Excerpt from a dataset

════════════════════

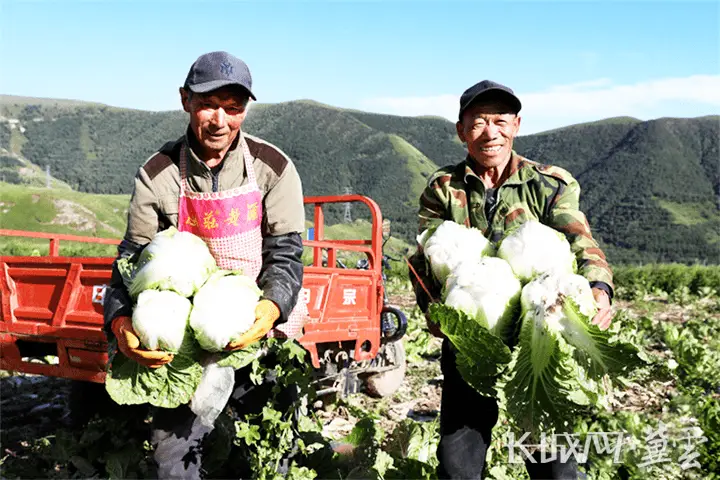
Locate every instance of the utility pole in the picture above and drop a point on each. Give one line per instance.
(348, 216)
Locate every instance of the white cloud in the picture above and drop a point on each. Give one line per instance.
(586, 101)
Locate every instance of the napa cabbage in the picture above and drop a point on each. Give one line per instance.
(533, 249)
(160, 319)
(224, 309)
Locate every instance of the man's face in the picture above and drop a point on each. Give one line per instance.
(215, 118)
(488, 131)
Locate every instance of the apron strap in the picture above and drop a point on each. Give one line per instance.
(247, 158)
(183, 170)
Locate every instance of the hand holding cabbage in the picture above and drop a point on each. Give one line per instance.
(186, 312)
(529, 300)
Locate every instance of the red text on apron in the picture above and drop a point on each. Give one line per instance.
(230, 222)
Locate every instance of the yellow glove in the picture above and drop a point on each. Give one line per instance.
(266, 313)
(129, 345)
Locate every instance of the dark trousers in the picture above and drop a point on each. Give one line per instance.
(466, 422)
(178, 435)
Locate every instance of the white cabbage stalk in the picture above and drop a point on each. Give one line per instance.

════════════════════

**What to work on**
Without the pictures, retype the whole of the material above exactly.

**Exercise answer**
Locate every instance of the utility pole in the picture above and drop a point on each. Give one line per instance.
(348, 216)
Locate every instance of the white cloud in the picture above and drop a point on each. Give one line per instance.
(586, 101)
Locate every instance of the napa cabbage in the picture above and drop a point on each. Give one line per instance.
(533, 249)
(160, 319)
(224, 309)
Locate every instance of the man's face in the picture above and drop a point on each. Give one line per instance.
(215, 118)
(488, 131)
Locate every instance of the apron strap in the picture above and drop a point on each. Give one line per instance.
(247, 158)
(183, 170)
Locate every instance of the hand holding cabbage in the picture above and drop a point on each. Give one line per instance.
(186, 312)
(529, 300)
Locate every instance of the red text on apron in the picture above and drop a point on each. Give one line per instance.
(230, 222)
Locate every instance of the yellow glove in the picture above and drop a point on each. Give one line per instance.
(266, 313)
(129, 345)
Locate every instance of the dark trousers in the picture above and drop a point on each. Give one line per instance.
(466, 422)
(178, 435)
Locate every instance of the white cabbage stalk in the picture above and drop a point on each. Give one line per instance.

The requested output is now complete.